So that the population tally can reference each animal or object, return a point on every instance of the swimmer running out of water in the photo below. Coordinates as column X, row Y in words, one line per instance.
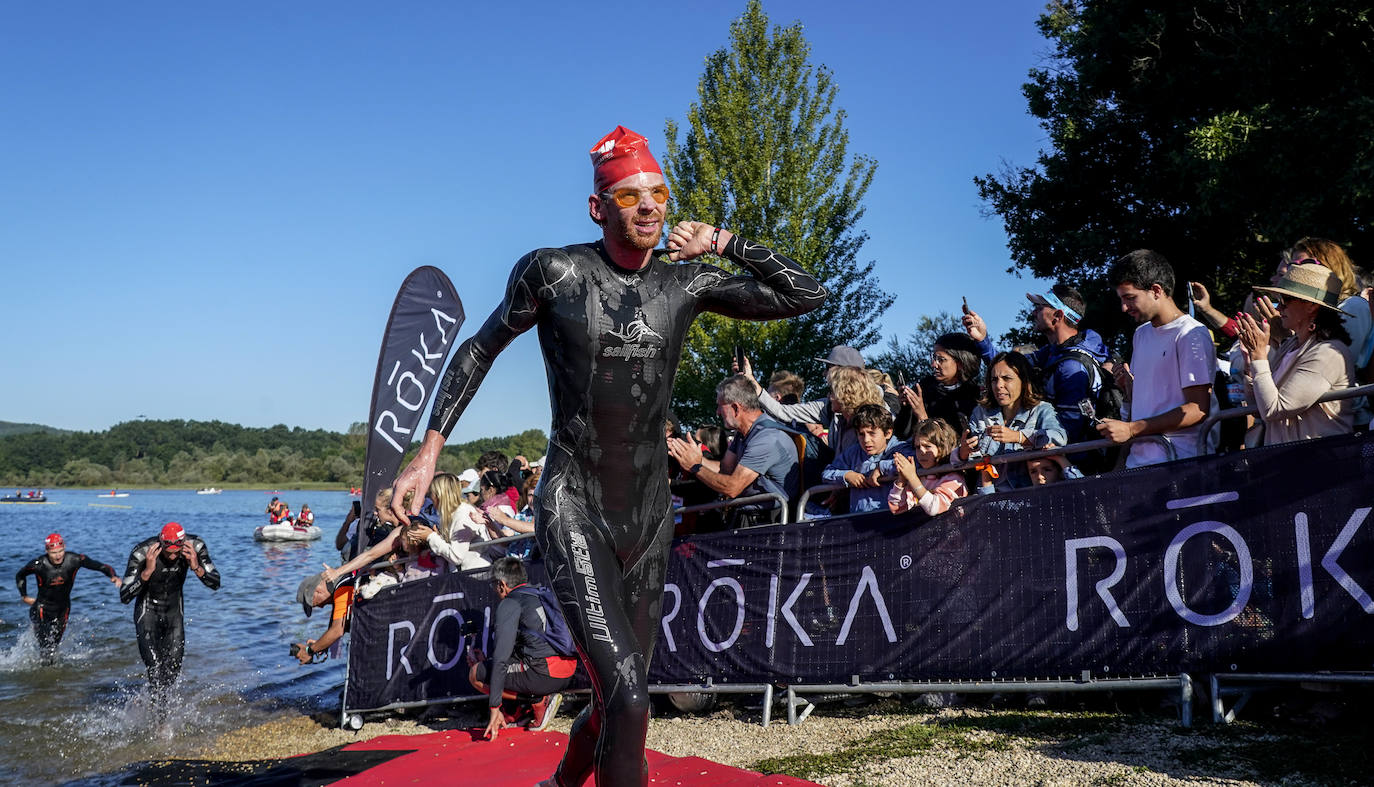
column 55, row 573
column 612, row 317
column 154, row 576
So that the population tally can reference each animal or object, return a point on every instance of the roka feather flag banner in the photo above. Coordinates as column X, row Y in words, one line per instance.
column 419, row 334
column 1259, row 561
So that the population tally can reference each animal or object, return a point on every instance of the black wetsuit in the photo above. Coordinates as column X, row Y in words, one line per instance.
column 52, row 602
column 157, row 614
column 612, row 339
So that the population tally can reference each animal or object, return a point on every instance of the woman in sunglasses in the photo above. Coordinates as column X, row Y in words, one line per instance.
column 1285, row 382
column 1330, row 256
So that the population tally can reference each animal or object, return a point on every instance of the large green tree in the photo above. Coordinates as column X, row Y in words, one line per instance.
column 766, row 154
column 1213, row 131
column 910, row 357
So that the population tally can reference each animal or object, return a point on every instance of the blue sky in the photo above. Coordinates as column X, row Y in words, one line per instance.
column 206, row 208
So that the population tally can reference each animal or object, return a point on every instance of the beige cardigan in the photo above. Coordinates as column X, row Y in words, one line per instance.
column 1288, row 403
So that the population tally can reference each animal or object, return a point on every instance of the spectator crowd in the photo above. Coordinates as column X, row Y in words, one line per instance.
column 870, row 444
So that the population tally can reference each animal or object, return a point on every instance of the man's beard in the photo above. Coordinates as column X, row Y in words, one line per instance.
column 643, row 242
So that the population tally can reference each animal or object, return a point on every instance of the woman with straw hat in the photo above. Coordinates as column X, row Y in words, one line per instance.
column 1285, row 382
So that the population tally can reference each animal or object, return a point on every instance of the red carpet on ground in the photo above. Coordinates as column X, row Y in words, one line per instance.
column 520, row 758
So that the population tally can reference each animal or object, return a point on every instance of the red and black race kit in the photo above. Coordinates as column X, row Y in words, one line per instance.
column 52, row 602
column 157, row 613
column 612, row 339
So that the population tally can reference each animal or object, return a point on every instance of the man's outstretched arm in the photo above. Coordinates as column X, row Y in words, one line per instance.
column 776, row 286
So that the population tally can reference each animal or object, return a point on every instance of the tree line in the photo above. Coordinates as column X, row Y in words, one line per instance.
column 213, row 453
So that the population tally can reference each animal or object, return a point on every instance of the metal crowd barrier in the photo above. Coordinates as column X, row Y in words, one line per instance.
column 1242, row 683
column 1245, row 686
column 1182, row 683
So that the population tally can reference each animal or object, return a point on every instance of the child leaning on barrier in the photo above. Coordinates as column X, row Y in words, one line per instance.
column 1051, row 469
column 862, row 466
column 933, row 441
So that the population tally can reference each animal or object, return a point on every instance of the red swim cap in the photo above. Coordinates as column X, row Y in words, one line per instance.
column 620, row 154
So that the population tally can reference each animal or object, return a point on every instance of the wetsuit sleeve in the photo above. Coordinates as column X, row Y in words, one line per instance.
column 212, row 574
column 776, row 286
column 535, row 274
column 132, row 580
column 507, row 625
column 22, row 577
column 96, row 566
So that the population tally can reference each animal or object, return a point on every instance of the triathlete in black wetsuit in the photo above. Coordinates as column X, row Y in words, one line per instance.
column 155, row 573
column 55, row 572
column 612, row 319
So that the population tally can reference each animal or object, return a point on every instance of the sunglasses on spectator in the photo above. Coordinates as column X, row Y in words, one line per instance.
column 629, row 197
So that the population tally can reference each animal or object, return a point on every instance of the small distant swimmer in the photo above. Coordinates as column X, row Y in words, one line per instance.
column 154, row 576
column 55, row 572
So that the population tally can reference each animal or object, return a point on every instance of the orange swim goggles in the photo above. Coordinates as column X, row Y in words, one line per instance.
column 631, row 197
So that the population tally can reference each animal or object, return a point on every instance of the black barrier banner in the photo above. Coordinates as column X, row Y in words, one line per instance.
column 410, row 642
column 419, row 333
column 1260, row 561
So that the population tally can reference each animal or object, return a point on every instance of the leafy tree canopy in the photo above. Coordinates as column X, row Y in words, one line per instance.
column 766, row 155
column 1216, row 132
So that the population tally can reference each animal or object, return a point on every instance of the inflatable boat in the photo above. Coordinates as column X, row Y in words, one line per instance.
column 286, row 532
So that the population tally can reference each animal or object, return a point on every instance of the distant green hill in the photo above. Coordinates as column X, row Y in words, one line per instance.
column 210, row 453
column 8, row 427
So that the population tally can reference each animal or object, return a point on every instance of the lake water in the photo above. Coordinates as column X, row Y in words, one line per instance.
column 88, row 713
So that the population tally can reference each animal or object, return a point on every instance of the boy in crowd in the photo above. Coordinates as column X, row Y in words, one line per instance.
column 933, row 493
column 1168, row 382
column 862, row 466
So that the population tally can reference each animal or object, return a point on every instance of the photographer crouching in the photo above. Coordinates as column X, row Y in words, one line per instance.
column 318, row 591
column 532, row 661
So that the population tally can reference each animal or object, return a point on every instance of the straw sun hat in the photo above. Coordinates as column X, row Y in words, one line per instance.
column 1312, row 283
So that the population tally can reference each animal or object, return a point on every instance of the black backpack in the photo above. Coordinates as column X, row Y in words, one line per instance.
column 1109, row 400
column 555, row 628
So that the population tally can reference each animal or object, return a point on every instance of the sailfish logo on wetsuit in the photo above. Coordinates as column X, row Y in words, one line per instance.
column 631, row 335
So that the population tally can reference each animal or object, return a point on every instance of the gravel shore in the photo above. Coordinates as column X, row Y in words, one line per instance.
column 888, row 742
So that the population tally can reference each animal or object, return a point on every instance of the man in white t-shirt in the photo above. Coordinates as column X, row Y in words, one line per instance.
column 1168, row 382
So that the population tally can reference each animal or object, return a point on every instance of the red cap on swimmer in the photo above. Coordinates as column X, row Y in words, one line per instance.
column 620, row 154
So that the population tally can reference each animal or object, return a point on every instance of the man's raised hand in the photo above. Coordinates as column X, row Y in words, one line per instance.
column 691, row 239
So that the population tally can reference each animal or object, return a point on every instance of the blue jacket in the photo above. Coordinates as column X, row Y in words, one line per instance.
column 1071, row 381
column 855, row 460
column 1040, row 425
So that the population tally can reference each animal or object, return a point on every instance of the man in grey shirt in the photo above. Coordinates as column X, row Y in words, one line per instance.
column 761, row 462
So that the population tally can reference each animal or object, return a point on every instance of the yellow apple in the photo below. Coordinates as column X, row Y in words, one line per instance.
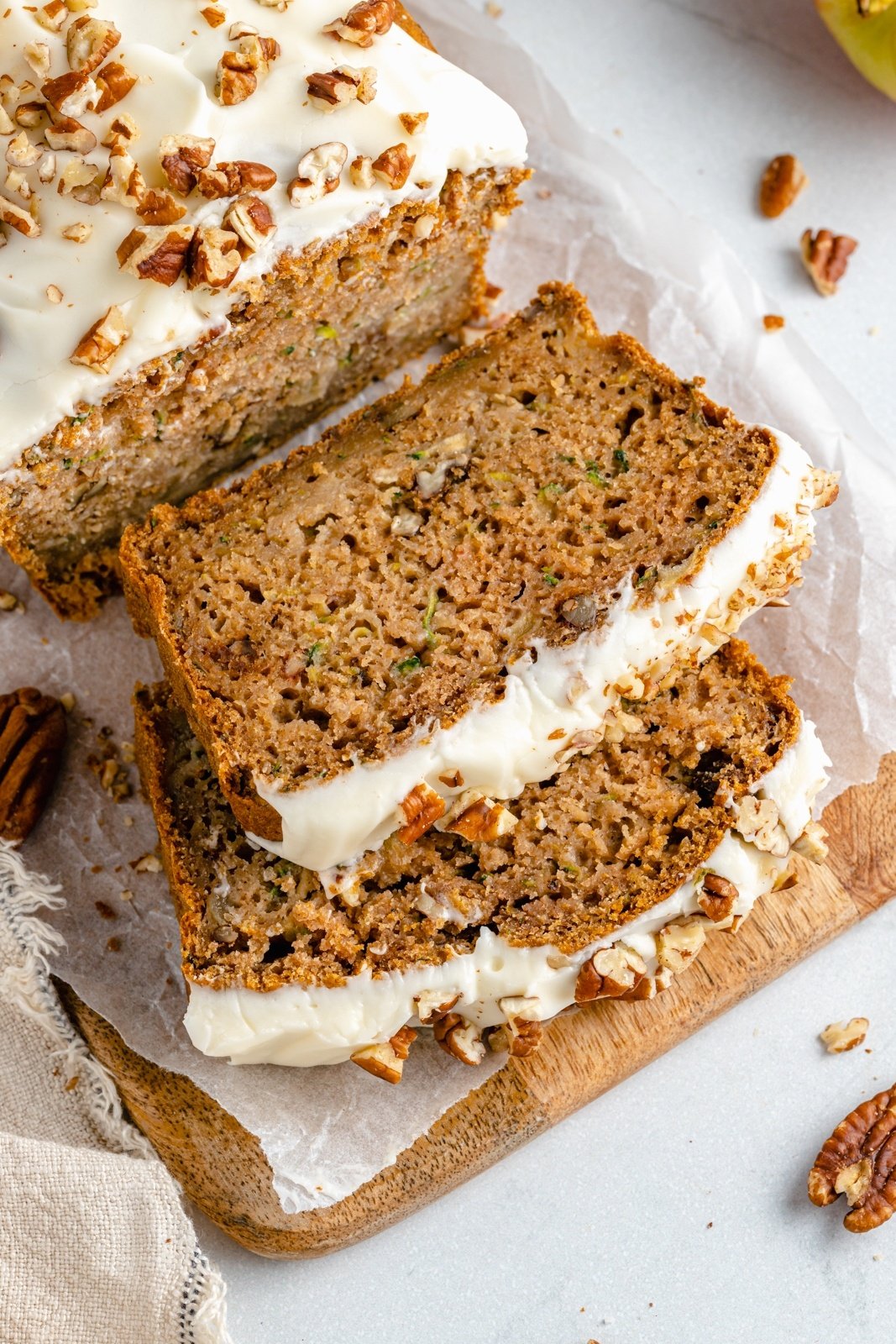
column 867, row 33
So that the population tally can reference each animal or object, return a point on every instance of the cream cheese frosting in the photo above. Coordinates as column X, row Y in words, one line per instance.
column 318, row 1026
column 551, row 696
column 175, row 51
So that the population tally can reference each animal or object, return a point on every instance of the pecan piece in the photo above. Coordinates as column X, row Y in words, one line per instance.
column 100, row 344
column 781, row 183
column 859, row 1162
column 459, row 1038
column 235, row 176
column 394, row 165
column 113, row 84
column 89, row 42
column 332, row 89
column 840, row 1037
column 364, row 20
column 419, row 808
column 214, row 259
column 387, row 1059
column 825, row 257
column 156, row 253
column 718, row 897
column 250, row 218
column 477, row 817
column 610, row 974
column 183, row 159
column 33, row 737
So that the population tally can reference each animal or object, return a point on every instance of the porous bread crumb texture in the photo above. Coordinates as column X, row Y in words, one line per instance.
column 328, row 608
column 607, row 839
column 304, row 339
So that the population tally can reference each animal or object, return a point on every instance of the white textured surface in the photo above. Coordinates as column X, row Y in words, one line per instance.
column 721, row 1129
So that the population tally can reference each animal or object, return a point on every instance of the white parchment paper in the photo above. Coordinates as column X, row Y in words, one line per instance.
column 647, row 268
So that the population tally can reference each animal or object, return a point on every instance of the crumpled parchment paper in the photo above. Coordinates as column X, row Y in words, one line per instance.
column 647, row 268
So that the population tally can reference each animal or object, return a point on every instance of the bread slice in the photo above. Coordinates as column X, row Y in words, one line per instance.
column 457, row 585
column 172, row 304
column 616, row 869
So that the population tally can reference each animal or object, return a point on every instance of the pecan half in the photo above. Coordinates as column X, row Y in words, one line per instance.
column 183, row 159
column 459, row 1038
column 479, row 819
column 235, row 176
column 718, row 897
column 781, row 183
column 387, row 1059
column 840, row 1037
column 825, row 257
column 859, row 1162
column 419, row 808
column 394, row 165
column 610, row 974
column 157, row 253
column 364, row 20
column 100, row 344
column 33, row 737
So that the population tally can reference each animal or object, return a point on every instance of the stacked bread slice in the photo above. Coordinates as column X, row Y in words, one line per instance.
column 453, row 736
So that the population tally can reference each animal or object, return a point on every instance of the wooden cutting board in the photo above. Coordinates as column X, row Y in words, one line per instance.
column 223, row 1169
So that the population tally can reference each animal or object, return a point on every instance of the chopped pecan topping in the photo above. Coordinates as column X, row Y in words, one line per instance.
----
▸ **EXERCISE AIM**
Set down, unchanged, the line that contains "the pecan half" together with every later line in the records, through the last one.

▸ **TASK RESULT**
So that the population tally can reference each animal or object, return a point on every instance of the pecan half in the photo above. Coordinates as column X, row Y in words, one line per instance.
column 183, row 159
column 459, row 1038
column 479, row 819
column 235, row 176
column 718, row 897
column 781, row 183
column 387, row 1059
column 840, row 1037
column 825, row 257
column 859, row 1162
column 419, row 808
column 394, row 165
column 610, row 974
column 157, row 253
column 364, row 20
column 100, row 344
column 33, row 737
So that the population tally can reference each animal or object, return a point on every instance of the stacked bread slice in the photo above. Coordinates as column X, row Y in words, one line per instance.
column 453, row 736
So that the population tally can reference each animal or object, return a point on every instance of the wooden cutting board in the photo above. Coordinates as column X, row Y in words, one line per instance.
column 223, row 1169
So that the population tally can reference each animal or object, return a point on every instance of the chopped pecan topping in the photo above. Coordinates as column X, row Y in words, one line per instance.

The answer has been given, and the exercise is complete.